[Pointing entries for labeled objects]
____

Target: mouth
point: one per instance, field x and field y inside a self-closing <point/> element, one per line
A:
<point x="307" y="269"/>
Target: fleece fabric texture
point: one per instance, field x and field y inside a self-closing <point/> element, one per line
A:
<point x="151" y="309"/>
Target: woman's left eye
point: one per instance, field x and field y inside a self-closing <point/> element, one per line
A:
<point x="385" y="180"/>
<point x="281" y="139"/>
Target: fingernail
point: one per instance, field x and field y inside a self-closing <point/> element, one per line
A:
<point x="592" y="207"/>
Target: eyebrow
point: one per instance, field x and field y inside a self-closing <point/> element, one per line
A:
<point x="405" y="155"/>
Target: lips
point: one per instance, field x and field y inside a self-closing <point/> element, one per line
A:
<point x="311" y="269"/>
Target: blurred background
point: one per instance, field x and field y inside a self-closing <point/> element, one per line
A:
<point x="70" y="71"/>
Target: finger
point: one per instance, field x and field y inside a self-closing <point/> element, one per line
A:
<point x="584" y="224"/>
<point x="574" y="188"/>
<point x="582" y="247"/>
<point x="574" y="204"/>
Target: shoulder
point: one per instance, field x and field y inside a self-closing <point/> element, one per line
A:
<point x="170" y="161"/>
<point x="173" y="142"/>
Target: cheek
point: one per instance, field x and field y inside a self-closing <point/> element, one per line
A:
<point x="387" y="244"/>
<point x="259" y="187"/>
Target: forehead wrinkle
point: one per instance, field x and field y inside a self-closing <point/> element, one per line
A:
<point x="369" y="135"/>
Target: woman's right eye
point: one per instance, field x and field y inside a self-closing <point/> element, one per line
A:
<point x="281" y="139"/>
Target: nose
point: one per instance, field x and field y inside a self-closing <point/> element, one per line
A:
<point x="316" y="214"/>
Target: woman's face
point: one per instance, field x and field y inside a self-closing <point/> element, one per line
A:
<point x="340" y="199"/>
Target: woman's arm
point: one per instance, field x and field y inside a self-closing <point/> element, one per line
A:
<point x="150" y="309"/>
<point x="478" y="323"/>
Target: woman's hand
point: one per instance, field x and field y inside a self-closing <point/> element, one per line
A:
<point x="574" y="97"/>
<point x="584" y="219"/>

____

**TO BE DONE:** Can you copy the lines above word for word, starting with the line that contains "Target: woman's hand" and running through the last line, with both ends included?

**PROBLEM SOLUTION:**
Target: woman's hand
point: one per instance, field x and field y inside a self-closing <point/> element, one per line
A:
<point x="574" y="97"/>
<point x="584" y="219"/>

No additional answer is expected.